正文:

文件1：AppsFlyer 事件 CSV

从 AF 后台导出 in-app-events CSV
包含目标转化事件
必要字段：AppsFlyer ID（或 v_appsflyer_id）、Event Name、Event Time

文件2：CRM xlsx

财务/结算系统导出的转化数据
必要字段：source_bank（渠道名）、user_count（转化用户数）

运行

python3 product_b_funnel.py \
    --af product_b_in-app-events_20260501_20260531.csv \
    --crm crm_data.xlsx \
    --output product_b_funnel_result.xlsx

输出文件

product_b_funnel_result.xlsx（带颜色标注）

| Channel | AF Events | CRM Conversions | Validity% | Classification | Factor | AF_CAP | Est.CRM | Action | |---------|-----------|-----------------|-----------|----------------|--------|--------|---------|--------| | channel_a | 15000 | 5200 | 34.67 | 高有效性 | 1.2 | 18000 | 6238 | 增加投放 | | channel_b | 8000 | 2000 | 25.00 | 中有效性 | 1.0 | 8000 | 2000 | 维持不变 | | channel_c | 5000 | 400 | 8.00 | 低有效性 | 0.5 | 2500 | 200 | 降低CAP |

颜色标注：

🟢 绿色行：高有效性（≥30%）→ 增加 CAP
🟡 黄色行：中有效性（20-30%）→ 维持不变
🔴 红色行：低有效性（<20%）→ 降低 CAP（不暂停）

漏斗可视化

总 AF 事件（目标事件）
    ↓ 去重（每设备1次）
有效 AF 事件
    ↓ × 有效性%
实际 CRM 转化
    ↓ × Factor
建议 AF CAP（下月目标）
    ↓ × 有效性%
预计 CRM 产出

业务背景

Product_B 是某地区主流小额信贷应用，核心转化为账户创建
约 20-30 个渠道并行投放，有效性差异显著（5%-60%+）
低有效性渠道（<20%）通常是流量质量差或存在刷量，但保留观察不立即暂停
每月结算前需根据实际转化率调整下月预算分配

与其他 Skill 的关系

AppsFlyer 事件 CSV
    ↓  product-b-funnel（本 Skill）
渠道 AF CAP 建议 + 有效性分类
    ↓
├── campaign-budget-analysis（整合多 App 预算分配）
└── pa-export-channel-report-v2（导出 PA 数据时参考 CAP）

触发词

"Product_B 预算"、"Product_B 分析"、"Product_B 渠道"

[位置标注数据节选]
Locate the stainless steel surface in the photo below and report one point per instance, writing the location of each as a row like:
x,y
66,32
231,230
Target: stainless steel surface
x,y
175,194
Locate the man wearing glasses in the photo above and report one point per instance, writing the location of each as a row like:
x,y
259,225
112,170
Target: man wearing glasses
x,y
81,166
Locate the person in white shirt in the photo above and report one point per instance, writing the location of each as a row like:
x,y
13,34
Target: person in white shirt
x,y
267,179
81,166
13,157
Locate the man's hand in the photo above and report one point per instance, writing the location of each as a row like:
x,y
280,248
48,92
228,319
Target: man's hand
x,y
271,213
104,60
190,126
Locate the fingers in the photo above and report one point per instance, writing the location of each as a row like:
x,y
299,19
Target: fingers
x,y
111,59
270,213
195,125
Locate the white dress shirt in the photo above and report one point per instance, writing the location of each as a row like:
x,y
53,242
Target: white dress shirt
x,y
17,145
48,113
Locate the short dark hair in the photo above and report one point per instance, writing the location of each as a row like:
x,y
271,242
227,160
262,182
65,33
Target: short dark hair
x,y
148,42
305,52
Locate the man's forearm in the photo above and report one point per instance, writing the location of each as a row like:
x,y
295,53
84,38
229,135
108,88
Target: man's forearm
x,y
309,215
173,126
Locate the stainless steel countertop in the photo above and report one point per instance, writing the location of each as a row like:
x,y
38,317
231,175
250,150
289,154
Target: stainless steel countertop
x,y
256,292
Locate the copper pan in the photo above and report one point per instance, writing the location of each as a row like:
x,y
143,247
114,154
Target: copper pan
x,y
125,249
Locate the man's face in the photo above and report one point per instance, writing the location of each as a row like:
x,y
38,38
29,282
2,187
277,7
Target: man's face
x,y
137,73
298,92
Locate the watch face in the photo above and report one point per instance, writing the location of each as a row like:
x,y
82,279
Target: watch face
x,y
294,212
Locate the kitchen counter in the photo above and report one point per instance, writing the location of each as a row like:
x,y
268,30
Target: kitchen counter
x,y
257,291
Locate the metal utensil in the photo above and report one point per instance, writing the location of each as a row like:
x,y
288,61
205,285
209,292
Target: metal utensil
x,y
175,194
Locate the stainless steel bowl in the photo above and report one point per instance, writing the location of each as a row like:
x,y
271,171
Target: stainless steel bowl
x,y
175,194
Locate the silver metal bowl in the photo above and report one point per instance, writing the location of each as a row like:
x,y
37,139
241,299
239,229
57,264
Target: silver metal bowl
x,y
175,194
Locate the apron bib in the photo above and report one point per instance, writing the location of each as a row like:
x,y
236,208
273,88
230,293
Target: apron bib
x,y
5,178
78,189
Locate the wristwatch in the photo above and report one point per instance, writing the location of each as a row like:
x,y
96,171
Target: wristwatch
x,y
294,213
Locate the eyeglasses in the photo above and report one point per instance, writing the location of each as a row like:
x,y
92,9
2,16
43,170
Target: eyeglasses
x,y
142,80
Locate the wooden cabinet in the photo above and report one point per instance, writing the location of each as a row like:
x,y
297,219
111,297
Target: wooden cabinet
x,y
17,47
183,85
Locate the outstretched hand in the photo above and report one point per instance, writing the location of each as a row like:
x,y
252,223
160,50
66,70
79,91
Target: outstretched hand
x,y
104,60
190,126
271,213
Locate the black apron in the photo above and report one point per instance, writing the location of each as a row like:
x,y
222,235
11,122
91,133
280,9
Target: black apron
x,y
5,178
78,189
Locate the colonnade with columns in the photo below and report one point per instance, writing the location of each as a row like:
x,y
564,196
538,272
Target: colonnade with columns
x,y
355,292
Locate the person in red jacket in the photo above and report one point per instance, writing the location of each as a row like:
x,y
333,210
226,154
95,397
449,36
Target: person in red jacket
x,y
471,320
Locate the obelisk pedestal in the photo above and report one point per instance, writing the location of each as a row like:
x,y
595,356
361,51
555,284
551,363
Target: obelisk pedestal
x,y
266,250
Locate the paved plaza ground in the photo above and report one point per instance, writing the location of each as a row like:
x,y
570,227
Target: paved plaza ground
* * *
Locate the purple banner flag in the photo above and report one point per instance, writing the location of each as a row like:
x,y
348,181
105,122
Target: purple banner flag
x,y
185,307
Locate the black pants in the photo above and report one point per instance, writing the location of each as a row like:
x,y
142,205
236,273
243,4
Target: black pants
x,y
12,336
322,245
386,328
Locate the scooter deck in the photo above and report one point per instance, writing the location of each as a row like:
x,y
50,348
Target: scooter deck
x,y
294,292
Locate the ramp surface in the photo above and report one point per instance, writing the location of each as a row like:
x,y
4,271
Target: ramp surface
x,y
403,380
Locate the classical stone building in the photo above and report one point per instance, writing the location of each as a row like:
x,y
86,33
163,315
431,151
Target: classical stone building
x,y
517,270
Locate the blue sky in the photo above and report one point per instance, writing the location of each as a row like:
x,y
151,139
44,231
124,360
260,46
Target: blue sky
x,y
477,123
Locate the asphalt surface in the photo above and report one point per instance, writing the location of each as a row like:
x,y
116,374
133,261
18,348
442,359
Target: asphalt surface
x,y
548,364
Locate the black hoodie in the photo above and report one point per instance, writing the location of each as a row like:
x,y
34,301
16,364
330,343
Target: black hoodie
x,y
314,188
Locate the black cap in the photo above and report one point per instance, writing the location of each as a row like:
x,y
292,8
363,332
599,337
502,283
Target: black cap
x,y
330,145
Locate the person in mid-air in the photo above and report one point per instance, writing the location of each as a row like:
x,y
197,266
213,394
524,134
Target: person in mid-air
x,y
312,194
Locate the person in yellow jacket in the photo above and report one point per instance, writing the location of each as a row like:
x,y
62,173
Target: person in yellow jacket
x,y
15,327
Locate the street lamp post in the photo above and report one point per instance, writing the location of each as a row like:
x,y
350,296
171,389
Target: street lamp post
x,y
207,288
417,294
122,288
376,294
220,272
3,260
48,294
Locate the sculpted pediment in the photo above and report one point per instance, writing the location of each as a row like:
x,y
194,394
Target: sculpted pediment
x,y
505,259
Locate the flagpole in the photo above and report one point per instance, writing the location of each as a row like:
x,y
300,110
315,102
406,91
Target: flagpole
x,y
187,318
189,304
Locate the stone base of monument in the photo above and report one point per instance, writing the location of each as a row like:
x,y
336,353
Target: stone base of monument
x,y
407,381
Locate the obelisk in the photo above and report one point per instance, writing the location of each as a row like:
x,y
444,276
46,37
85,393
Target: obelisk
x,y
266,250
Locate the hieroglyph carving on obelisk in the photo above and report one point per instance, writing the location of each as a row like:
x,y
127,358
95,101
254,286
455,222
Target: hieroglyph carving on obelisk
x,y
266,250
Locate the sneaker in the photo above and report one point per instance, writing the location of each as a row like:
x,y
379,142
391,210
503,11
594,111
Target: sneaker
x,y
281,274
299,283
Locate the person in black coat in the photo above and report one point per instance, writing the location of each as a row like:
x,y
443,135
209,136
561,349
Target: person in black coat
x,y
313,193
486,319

练习题目: 把这份 Product_B 漏斗分析说明从头到尾一字不改地抄一遍。 上面的清单这次用不上。

题目解答:
文件1：AppsFlyer 事件 CSV

从 AF 后台导出 in-app-events CSV
包含目标转化事件
必要字段：AppsFlyer ID（或 v_appsflyer_id）、Event Name、Event Time

文件2：CRM xlsx

财务/结算系统导出的转化数据
必要字段：source_bank（渠道名）、user_count（转化用户数）

运行

python3 product_b_funnel.py \
    --af product_b_in-app-events_20260501_20260531.csv \
    --crm crm_data.xlsx \
    --output product_b_funnel_result.xlsx

输出文件

product_b_funnel_result.xlsx（带颜色标注）

| Channel | AF Events | CRM Conversions | Validity% | Classification | Factor | AF_CAP | Est.CRM | Action | |---------|-----------|-----------------|-----------|----------------|--------|--------|---------|--------| | channel_a | 15000 | 5200 | 34.67 | 高有效性 | 1.2 | 18000 | 6238 | 增加投放 | | channel_b | 8000 | 2000 | 25.00 | 中有效性 | 1.0 | 8000 | 2000 | 维持不变 | | channel_c | 5000 | 400 | 8.00 | 低有效性 | 0.5 | 2500 | 200 | 降低CAP |

颜色标注：

🟢 绿色行：高有效性（≥30%）→ 增加 CAP
🟡 黄色行：中有效性（20-30%）→ 维持不变
🔴 红色行：低有效性（<20%）→ 降低 CAP（不暂停）

漏斗可视化

总 AF 事件（目标事件）
    ↓ 去重（每设备1次）
有效 AF 事件
    ↓ × 有效性%
实际 CRM 转化
    ↓ × Factor
建议 AF CAP（下月目标）
    ↓ × 有效性%
预计 CRM 产出

业务背景

Product_B 是某地区主流小额信贷应用，核心转化为账户创建
约 20-30 个渠道并行投放，有效性差异显著（5%-60%+）
低有效性渠道（<20%）通常是流量质量差或存在刷量，但保留观察不立即暂停
每月结算前需根据实际转化率调整下月预算分配

与其他 Skill 的关系

AppsFlyer 事件 CSV
    ↓  product-b-funnel（本 Skill）
渠道 AF CAP 建议 + 有效性分类
    ↓
├── campaign-budget-analysis（整合多 App 预算分配）
└── pa-export-channel-report-v2（导出 PA 数据时参考 CAP）

触发词

"Product_B 预算"、"Product_B 分析"、"Product_B 渠道"